* _Recorded data_
---+---

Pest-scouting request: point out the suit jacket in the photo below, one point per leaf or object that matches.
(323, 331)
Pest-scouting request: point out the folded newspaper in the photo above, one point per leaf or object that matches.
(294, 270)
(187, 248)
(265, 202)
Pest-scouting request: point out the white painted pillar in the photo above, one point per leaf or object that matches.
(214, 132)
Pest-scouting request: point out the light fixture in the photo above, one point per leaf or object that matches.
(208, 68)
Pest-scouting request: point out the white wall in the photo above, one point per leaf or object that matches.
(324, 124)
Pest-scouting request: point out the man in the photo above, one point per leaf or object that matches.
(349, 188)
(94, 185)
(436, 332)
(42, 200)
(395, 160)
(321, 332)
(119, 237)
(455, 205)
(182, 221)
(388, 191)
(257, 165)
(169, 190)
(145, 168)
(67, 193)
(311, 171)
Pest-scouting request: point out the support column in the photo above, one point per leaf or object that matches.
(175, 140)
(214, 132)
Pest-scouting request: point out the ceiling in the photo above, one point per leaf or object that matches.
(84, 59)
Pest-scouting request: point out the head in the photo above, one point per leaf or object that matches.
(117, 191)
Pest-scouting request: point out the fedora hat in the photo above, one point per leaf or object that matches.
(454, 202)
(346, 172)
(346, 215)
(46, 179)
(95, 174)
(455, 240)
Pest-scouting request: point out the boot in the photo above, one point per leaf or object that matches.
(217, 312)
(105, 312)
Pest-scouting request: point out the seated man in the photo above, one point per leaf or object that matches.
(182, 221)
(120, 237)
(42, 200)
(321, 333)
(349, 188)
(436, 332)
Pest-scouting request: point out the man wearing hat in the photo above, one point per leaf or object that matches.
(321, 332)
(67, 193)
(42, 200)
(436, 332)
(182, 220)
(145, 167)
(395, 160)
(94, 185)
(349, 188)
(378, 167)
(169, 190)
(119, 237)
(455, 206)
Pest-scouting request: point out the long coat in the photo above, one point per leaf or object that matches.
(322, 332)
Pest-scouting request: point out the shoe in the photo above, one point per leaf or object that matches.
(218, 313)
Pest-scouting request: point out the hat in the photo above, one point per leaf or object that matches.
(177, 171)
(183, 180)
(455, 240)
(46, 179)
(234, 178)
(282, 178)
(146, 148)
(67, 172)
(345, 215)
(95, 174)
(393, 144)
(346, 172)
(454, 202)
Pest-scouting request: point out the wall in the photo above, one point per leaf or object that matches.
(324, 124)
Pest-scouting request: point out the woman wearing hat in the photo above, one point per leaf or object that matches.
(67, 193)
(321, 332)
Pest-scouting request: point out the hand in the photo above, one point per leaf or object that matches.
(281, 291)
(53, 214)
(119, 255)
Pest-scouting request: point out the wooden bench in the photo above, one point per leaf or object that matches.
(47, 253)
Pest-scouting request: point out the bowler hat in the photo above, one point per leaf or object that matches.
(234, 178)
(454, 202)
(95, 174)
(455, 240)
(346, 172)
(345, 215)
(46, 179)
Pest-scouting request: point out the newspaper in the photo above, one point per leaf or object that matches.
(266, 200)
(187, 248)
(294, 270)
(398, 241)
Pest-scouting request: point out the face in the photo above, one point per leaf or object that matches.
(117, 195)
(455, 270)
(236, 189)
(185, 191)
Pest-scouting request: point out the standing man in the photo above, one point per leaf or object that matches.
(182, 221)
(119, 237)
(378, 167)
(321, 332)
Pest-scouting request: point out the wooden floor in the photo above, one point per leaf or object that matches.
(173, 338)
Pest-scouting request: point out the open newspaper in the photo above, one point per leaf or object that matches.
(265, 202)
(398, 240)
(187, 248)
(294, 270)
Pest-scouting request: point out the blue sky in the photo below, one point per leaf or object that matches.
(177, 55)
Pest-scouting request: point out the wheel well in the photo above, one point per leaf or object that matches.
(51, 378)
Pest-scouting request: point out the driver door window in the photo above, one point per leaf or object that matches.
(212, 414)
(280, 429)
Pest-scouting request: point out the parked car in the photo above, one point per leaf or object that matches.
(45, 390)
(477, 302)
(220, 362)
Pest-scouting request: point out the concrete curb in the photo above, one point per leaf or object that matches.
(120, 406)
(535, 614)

---+---

Return what is listed above, exactly and completely.

Pest-scouting request: point out the suit jacket in the photo below, one point per leaf or object that matches.
(323, 331)
Pest-scouting request: point out the folded newspaper in the photo above, one point per leaf or object that matches.
(294, 270)
(187, 248)
(265, 202)
Pest-scouting request: point out the white painted pillar in the photo above, one point per leaf or object that matches.
(214, 132)
Pest-scouting request: point out the light fixture in the photo above, one point per leaf or object that matches.
(208, 68)
Pest-scouting request: point out the white wall in the photo above, one point per leaf or object that matches.
(324, 124)
Pest-scouting request: point out the man in the photo above, one point per leaf or object that matches.
(349, 188)
(94, 185)
(436, 332)
(42, 200)
(395, 160)
(321, 332)
(119, 237)
(455, 205)
(182, 221)
(388, 191)
(257, 165)
(169, 190)
(145, 168)
(67, 193)
(311, 171)
Pest-scouting request: point out the support column in the photo above, one point per leaf or object that matches.
(175, 140)
(214, 132)
Pest-scouting request: point out the ceiling in the photo above, one point per leaf or object that matches.
(84, 59)
Pest-scouting request: point out the head in the photo above, one point per leaf or object that matches.
(117, 191)
Pest-scouting request: point out the fedora hat in the photo above, one point per leaf or object that matches.
(454, 202)
(346, 172)
(346, 215)
(46, 179)
(95, 174)
(455, 240)
Pest-scouting request: point out the boot in the photo above, one point per leaf or object that matches.
(217, 312)
(105, 312)
Pest-scouting request: point out the seated man in the photo above, one point per leaf or object that matches.
(182, 221)
(120, 237)
(42, 200)
(321, 333)
(349, 188)
(436, 332)
Pest-scouting request: point out the man wearing hat in the photo above, one point per leaf or object that matches.
(321, 332)
(67, 193)
(42, 200)
(436, 332)
(182, 220)
(145, 167)
(395, 160)
(94, 185)
(349, 188)
(378, 167)
(169, 190)
(119, 237)
(455, 206)
Pest-scouting request: point out the long coat in the photo above, one point per leaf or object that matches.
(322, 332)
Pest-scouting request: point out the shoe in the photo above, one point per leaf or object that matches.
(218, 313)
Pest-scouting request: point out the hat in the photo above, one point per leaf or object that matches.
(177, 171)
(183, 180)
(455, 240)
(46, 179)
(234, 178)
(282, 178)
(146, 148)
(67, 172)
(345, 215)
(95, 174)
(393, 144)
(346, 172)
(454, 202)
Pest-scouting request: point out the wall in the photo above, one point per leaf or object that matches.
(324, 124)
Pest-scouting request: point out the woman wearing hat in the photo above, one point per leaf or object that matches.
(67, 193)
(321, 332)
Pest-scouting request: point out the hand in the photo above, one point per leaf or object that matches.
(281, 291)
(53, 214)
(119, 255)
Pest-scouting request: point out the wooden bench in the photo above, one point per leaf or object that matches.
(47, 253)
Pest-scouting request: point out the bowler hat in the photo above, one point per leaf or object that matches.
(234, 178)
(454, 202)
(95, 174)
(455, 240)
(346, 172)
(345, 215)
(46, 179)
Pest-scouting request: point out the newspaper in the photo above, one point per leaf or object that matches.
(266, 200)
(187, 248)
(294, 270)
(398, 241)
Pest-scouting request: point out the face in the photo above, one point per leaf or object that matches.
(117, 195)
(455, 270)
(236, 189)
(185, 191)
Pest-scouting request: point out the standing man in the photo above, one point per leaf or object that matches.
(182, 221)
(119, 237)
(378, 167)
(321, 332)
Pest-scouting request: point out the wooden floor in the photo above, one point per leaf or object that matches.
(173, 338)
Pest-scouting request: point out the open newspaper in the photo above, one point per leaf or object that matches.
(265, 202)
(398, 240)
(187, 248)
(294, 270)
Pest-scouting request: point out the blue sky in the photo below, one point per leaf or object that matches.
(177, 55)
Pest-scouting request: point out the wheel well in the photo above, one point per leaf or object that matches.
(51, 378)
Pest-scouting request: point out the driver door window in the photo above, one point per leaf or object that matches.
(212, 414)
(280, 429)
Pest-scouting request: point out the parked car in the photo above, one point per leaf or object that matches.
(45, 390)
(477, 302)
(220, 362)
Pest-scouting request: point out the concrete curb in the photo above, one point per leaf or object that matches.
(120, 406)
(535, 614)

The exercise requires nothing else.